**Data in this exercise**
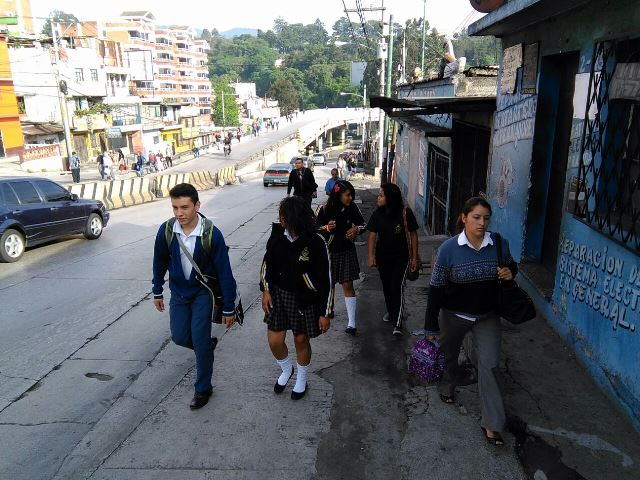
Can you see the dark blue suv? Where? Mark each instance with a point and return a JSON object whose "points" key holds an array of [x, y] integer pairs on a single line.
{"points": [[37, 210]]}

* * *

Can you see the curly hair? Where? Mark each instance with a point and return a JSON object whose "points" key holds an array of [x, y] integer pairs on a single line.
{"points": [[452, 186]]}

---

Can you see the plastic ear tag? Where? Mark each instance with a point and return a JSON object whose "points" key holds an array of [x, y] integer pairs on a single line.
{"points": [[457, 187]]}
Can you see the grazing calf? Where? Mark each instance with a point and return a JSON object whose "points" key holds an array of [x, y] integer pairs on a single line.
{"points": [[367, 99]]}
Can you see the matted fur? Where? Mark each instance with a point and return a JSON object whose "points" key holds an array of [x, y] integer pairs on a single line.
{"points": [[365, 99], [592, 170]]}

**Short problem**
Count the lines in the entries above that contain the string "pairs", with case counting. Reply with the number alone.

**Response below**
5